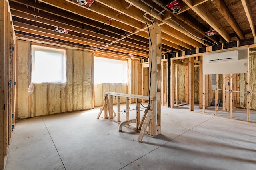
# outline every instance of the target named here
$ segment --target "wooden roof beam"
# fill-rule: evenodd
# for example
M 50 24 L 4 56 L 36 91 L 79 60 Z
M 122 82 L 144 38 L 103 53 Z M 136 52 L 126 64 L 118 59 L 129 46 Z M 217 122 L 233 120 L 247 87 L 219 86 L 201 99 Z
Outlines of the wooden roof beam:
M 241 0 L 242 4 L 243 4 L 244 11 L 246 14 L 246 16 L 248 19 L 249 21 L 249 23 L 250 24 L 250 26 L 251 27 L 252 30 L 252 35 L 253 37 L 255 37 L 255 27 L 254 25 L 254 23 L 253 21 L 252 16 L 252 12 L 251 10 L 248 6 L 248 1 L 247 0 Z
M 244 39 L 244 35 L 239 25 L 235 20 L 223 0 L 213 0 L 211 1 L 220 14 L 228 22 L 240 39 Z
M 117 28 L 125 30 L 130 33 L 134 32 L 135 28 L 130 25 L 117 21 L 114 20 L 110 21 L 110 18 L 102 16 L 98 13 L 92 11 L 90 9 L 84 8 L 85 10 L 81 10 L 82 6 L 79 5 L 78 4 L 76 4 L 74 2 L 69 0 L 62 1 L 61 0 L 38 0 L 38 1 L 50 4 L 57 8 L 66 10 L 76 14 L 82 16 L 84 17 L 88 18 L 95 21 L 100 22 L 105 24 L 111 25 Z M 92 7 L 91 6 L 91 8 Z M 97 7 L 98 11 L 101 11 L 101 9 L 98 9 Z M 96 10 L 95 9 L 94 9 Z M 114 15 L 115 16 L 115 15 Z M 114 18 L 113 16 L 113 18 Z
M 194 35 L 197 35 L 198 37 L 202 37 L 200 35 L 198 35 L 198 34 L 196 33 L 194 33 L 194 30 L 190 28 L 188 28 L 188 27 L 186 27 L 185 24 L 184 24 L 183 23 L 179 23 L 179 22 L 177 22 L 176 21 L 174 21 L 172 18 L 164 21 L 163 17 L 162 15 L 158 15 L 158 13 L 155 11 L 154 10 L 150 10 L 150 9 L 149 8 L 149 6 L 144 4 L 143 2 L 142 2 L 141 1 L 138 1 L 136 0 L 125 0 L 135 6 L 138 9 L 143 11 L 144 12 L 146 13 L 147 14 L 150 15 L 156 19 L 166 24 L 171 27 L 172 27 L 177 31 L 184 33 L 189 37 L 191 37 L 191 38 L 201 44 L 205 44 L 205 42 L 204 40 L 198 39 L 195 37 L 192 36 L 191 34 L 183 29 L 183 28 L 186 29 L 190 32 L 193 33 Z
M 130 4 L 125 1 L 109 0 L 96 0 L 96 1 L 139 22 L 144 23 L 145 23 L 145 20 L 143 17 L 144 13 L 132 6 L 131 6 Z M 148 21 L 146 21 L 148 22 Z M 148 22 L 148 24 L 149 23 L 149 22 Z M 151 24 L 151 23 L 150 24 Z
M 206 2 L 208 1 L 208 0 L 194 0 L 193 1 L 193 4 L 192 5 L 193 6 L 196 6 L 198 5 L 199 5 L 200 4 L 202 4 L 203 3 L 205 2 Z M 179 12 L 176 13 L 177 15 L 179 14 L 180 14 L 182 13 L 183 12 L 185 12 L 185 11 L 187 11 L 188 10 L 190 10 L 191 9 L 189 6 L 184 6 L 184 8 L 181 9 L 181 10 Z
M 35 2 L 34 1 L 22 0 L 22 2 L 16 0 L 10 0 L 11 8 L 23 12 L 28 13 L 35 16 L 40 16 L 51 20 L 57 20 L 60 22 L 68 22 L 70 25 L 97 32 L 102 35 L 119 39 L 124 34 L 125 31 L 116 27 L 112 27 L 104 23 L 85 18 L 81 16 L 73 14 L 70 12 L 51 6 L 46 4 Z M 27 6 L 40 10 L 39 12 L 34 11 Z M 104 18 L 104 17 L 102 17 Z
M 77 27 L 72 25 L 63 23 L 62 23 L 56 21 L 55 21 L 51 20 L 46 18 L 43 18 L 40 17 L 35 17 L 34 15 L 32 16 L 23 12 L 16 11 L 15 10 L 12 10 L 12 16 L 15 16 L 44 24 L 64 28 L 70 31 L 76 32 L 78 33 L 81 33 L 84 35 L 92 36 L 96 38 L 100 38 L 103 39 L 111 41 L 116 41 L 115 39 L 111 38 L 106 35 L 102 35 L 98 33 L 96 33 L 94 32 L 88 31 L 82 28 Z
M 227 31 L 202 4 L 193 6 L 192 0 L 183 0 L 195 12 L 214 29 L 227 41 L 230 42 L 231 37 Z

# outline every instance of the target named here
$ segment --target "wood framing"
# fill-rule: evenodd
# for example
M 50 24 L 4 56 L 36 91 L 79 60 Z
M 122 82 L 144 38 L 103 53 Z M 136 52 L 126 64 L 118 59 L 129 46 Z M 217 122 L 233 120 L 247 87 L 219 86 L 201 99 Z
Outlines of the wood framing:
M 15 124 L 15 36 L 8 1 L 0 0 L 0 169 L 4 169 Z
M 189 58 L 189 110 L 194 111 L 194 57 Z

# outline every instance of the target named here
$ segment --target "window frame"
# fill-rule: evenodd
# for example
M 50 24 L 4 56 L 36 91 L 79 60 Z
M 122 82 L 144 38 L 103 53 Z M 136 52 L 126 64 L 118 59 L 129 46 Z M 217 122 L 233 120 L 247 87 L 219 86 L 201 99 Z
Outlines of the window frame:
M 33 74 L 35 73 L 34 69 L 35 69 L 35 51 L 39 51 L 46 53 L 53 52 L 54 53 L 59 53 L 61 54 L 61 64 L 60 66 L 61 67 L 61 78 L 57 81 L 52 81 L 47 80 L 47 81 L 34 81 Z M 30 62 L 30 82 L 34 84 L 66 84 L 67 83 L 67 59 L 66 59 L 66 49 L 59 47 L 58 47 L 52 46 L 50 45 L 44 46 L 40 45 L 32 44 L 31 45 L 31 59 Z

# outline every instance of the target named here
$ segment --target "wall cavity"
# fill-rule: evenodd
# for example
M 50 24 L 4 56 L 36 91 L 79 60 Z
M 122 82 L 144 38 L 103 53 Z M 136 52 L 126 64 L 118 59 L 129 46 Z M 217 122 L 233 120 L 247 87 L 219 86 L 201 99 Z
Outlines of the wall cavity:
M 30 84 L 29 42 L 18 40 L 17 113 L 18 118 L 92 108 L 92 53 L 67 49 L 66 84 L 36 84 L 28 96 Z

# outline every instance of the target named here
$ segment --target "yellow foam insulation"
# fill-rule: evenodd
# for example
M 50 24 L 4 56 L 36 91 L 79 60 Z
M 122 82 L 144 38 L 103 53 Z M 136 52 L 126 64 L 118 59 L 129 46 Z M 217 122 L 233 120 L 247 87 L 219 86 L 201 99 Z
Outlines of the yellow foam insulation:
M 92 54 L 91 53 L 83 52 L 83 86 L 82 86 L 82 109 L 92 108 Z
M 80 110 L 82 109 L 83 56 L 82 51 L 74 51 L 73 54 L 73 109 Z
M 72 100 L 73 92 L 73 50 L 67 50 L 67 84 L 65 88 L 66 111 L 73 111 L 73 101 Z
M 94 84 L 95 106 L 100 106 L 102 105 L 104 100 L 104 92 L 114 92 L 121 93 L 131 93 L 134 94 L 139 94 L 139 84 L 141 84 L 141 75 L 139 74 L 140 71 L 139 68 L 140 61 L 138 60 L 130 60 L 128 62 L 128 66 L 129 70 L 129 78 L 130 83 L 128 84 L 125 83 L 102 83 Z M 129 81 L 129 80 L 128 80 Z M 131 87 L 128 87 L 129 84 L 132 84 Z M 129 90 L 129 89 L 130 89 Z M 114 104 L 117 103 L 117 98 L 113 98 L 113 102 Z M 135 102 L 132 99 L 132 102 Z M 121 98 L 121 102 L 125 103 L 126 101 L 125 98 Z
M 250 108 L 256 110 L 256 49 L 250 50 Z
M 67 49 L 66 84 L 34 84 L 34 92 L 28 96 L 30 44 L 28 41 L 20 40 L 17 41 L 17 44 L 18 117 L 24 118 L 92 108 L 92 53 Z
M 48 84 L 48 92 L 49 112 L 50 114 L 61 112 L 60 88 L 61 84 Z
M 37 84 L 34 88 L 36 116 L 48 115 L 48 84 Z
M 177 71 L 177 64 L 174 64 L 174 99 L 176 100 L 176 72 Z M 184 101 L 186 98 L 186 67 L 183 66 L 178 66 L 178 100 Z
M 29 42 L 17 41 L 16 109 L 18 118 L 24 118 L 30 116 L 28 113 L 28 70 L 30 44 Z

Work to be completed:
Write out the material word for word, starting from its beginning and stopping after the line that contains "M 117 28 L 125". Leave the picture out.

Finished exercise:
# outline every instance of the target named here
$ segment --target "wooden roof beam"
# fill-rule: evenodd
# for example
M 50 24 L 4 56 L 36 91 L 79 60 Z
M 122 82 L 144 38 L 103 53 Z M 136 52 L 126 64 L 118 59 L 129 46 Z M 217 122 L 233 120 L 247 87 L 219 86 L 201 99 Z
Outlines of the wooden roof beam:
M 241 0 L 242 4 L 243 4 L 244 11 L 246 14 L 246 16 L 248 19 L 249 21 L 249 23 L 250 24 L 250 26 L 251 27 L 252 30 L 252 35 L 253 37 L 255 37 L 255 27 L 254 25 L 254 23 L 253 21 L 252 16 L 252 12 L 251 10 L 248 6 L 248 1 L 247 0 Z
M 244 39 L 244 35 L 239 25 L 235 20 L 223 0 L 213 0 L 211 1 L 220 14 L 228 22 L 240 39 Z
M 117 28 L 125 30 L 130 33 L 134 32 L 135 28 L 130 25 L 117 21 L 114 20 L 110 21 L 110 18 L 102 16 L 98 13 L 92 11 L 90 9 L 84 8 L 85 10 L 81 10 L 82 6 L 79 5 L 78 4 L 76 4 L 74 2 L 69 0 L 62 1 L 61 0 L 38 0 L 38 1 L 50 4 L 57 8 L 66 10 L 76 14 L 82 16 L 84 17 L 88 18 L 95 21 L 100 22 L 105 24 L 111 25 Z M 92 7 L 91 6 L 91 8 Z M 97 7 L 98 11 L 101 11 L 101 9 L 98 9 Z M 96 10 L 95 9 L 94 9 Z M 114 15 L 115 16 L 115 15 Z M 114 18 L 113 16 L 113 18 Z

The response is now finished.